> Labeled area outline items
========
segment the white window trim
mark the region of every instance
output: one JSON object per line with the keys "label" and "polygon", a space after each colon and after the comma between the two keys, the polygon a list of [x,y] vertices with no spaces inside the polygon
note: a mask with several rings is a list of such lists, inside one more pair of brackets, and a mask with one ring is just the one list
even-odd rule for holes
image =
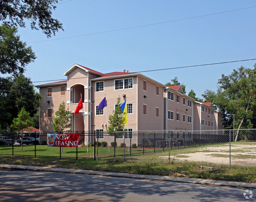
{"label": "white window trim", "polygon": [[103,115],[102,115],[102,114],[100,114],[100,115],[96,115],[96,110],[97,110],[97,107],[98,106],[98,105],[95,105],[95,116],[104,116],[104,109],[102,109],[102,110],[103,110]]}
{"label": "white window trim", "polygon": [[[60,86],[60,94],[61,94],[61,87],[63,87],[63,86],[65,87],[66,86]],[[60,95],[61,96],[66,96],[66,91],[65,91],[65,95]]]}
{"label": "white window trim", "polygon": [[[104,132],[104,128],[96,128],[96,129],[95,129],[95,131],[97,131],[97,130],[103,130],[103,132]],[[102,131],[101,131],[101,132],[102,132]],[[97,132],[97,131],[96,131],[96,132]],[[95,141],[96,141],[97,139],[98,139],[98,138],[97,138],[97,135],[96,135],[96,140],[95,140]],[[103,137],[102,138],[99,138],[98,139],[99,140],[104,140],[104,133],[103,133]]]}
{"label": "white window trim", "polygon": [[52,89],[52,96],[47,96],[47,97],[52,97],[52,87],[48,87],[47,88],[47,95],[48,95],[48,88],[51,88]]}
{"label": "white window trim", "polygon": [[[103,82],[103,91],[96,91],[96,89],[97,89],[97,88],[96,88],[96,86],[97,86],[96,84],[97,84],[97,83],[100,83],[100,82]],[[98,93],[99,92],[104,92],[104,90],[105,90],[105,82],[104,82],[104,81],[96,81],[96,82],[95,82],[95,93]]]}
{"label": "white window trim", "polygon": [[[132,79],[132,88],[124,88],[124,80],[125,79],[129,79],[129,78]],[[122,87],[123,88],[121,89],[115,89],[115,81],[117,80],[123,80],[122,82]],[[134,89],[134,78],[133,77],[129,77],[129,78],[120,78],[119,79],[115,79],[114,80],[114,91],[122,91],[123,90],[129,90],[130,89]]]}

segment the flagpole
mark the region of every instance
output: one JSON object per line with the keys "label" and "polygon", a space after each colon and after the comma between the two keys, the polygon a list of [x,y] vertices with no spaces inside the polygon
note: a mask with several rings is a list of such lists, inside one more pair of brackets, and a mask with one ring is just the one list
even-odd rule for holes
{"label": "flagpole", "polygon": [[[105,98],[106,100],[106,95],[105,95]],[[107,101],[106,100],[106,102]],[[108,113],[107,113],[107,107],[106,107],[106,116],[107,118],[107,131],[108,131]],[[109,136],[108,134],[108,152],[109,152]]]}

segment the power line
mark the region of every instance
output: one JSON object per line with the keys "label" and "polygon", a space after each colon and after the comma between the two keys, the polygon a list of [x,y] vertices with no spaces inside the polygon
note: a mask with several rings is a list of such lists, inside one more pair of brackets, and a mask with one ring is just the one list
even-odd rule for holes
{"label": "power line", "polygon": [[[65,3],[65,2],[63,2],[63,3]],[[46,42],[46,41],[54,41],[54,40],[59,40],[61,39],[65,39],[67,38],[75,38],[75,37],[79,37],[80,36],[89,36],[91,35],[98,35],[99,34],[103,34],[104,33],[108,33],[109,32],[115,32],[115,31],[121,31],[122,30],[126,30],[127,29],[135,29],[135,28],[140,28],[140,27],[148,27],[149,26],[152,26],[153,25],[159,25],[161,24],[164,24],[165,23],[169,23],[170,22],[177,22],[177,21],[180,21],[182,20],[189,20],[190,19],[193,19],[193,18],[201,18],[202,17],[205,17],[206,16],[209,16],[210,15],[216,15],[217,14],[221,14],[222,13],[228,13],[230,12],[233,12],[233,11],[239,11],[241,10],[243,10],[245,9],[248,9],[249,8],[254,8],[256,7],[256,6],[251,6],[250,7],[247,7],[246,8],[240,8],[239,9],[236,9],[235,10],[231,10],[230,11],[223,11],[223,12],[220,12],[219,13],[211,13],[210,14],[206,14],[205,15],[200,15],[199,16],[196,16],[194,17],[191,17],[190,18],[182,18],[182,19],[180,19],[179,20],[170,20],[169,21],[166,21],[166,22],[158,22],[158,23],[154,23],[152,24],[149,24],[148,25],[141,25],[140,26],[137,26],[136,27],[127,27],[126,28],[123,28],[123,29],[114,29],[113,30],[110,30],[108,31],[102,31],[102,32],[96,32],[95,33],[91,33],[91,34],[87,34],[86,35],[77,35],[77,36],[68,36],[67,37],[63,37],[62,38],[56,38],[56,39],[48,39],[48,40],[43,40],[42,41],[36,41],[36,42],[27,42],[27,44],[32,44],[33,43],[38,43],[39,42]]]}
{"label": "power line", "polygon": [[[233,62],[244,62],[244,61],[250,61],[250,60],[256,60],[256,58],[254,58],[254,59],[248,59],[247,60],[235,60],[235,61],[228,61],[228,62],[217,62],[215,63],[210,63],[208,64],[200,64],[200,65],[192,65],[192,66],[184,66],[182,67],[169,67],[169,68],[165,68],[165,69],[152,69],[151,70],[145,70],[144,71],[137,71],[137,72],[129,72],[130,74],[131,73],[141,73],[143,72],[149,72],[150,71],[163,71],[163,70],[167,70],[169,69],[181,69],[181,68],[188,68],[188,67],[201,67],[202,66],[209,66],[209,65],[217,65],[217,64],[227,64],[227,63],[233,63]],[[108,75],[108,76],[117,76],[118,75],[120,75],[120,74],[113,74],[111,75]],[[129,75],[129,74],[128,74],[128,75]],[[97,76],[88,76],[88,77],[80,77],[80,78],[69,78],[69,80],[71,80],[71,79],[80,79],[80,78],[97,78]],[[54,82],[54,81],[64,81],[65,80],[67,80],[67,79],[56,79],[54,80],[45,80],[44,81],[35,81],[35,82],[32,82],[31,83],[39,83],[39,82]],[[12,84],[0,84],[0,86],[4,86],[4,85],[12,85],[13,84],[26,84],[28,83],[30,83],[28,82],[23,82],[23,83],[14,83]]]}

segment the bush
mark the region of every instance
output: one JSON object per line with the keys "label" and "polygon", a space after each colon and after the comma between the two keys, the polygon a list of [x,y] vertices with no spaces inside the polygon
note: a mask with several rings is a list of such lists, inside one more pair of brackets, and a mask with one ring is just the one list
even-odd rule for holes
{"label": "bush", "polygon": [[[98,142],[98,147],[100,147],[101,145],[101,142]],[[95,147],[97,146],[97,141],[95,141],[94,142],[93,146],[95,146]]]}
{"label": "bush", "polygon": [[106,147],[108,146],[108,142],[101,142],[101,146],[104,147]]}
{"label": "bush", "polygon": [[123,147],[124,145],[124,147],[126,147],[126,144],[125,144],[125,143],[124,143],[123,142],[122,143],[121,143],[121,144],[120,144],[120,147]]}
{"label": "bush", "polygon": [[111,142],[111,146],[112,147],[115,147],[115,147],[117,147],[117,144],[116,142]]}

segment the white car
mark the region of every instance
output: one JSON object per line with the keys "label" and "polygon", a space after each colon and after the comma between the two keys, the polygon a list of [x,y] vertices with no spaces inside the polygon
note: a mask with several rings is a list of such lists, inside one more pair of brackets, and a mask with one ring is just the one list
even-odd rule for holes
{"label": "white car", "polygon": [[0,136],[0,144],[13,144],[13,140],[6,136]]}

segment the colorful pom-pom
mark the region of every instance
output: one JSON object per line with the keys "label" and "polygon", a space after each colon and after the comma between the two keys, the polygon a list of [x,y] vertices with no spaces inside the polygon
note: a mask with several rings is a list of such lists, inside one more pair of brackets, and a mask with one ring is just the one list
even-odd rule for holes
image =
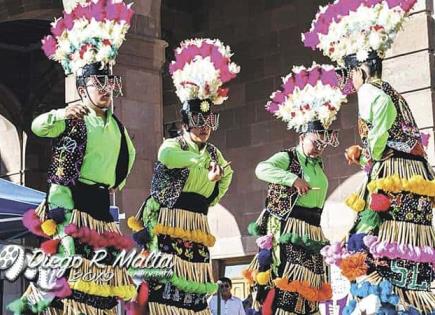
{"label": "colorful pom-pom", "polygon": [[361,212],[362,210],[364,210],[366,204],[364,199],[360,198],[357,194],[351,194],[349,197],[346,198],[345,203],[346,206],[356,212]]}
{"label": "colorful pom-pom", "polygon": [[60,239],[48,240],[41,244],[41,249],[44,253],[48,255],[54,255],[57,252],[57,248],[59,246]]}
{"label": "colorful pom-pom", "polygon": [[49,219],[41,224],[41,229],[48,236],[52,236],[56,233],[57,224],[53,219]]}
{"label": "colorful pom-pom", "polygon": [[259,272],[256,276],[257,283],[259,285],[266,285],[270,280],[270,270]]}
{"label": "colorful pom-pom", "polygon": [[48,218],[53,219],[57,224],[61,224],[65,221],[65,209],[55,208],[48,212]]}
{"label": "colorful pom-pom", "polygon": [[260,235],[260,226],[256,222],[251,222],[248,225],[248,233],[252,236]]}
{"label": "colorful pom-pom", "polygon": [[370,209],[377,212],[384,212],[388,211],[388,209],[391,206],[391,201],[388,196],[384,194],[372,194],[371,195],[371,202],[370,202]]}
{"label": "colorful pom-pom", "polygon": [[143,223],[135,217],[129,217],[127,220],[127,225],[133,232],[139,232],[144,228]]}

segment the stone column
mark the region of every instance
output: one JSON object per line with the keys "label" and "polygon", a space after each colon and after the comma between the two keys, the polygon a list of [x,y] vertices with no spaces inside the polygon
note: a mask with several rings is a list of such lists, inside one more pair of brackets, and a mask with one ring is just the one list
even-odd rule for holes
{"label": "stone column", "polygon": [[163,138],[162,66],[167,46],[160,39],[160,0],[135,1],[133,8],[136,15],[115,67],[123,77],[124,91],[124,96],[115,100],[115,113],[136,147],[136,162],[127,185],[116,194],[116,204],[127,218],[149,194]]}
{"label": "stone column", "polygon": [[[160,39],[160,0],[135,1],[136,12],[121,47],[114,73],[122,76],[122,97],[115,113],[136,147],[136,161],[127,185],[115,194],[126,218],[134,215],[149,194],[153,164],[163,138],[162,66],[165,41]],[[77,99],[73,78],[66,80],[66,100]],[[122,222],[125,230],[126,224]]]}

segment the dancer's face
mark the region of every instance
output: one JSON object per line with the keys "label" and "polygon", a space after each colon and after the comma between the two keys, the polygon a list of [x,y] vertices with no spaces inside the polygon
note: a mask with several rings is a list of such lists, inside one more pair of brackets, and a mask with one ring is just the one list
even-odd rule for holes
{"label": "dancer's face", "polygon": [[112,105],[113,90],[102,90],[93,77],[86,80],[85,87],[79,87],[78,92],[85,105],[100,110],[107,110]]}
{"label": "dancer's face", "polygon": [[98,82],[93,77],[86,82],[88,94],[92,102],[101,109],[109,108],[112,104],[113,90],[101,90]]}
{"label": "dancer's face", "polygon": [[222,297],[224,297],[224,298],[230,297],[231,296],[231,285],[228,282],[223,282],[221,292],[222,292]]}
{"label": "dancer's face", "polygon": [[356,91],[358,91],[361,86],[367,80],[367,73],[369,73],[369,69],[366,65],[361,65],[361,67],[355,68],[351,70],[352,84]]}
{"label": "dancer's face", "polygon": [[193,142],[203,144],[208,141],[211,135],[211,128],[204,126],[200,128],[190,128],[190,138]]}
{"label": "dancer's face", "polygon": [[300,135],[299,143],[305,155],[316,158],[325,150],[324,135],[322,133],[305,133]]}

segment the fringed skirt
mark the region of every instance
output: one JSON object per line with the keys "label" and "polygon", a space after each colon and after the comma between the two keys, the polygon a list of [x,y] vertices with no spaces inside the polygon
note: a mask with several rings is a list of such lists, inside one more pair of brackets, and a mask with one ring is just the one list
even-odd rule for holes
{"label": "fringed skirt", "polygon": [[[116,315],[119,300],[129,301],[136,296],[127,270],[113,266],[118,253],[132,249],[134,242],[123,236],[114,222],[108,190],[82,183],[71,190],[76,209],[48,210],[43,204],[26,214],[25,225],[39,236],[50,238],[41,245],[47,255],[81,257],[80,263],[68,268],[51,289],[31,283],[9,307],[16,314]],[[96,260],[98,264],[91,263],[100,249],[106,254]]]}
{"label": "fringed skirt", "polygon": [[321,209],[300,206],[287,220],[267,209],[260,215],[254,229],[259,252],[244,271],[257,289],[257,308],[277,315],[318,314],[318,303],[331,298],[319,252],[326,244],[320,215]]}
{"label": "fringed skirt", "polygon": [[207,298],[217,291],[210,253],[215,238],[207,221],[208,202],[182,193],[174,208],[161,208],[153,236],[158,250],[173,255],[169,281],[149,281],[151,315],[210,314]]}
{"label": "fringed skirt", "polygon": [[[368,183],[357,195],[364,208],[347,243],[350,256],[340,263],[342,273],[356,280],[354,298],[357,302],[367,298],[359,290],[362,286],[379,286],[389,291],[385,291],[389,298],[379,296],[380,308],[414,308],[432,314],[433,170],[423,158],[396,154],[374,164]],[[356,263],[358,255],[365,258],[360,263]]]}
========
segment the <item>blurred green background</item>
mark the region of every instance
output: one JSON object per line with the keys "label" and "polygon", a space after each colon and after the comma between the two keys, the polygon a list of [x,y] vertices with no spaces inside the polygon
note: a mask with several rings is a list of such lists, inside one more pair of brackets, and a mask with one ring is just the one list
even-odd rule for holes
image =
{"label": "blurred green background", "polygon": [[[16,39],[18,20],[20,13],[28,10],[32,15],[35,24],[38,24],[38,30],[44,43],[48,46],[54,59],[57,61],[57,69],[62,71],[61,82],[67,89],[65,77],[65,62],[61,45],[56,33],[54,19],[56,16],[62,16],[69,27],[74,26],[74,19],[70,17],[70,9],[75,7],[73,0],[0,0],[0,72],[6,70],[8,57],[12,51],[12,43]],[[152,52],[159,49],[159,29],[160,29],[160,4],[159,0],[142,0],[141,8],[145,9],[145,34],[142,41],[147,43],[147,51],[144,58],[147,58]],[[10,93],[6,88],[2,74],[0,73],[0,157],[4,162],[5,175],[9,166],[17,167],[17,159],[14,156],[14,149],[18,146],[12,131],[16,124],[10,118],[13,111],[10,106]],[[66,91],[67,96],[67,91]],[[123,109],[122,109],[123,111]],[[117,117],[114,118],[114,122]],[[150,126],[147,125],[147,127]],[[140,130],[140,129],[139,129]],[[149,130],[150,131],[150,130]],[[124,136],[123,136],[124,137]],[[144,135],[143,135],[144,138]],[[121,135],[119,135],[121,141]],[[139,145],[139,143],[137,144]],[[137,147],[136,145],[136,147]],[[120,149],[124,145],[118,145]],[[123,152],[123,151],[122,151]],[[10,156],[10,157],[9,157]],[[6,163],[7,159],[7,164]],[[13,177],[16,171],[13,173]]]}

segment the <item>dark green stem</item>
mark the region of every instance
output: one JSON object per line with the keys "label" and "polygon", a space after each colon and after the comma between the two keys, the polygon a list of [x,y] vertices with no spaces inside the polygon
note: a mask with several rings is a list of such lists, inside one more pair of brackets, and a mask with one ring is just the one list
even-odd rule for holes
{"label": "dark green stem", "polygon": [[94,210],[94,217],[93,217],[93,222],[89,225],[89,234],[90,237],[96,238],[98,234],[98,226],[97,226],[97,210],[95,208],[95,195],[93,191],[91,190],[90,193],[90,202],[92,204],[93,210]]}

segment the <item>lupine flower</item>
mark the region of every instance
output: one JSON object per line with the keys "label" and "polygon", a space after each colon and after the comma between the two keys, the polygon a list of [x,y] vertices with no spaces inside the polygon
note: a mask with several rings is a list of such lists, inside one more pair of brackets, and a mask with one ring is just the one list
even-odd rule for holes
========
> THE TASK
Pull out every line of the material above that contains the string "dark", and copy each one unchanged.

> CORRECT OUTPUT
segment the <item>dark green stem</item>
{"label": "dark green stem", "polygon": [[94,210],[94,217],[93,217],[93,222],[89,225],[89,234],[90,237],[96,238],[98,234],[98,226],[97,226],[97,210],[95,208],[95,195],[93,191],[91,190],[90,193],[90,202],[92,204],[93,210]]}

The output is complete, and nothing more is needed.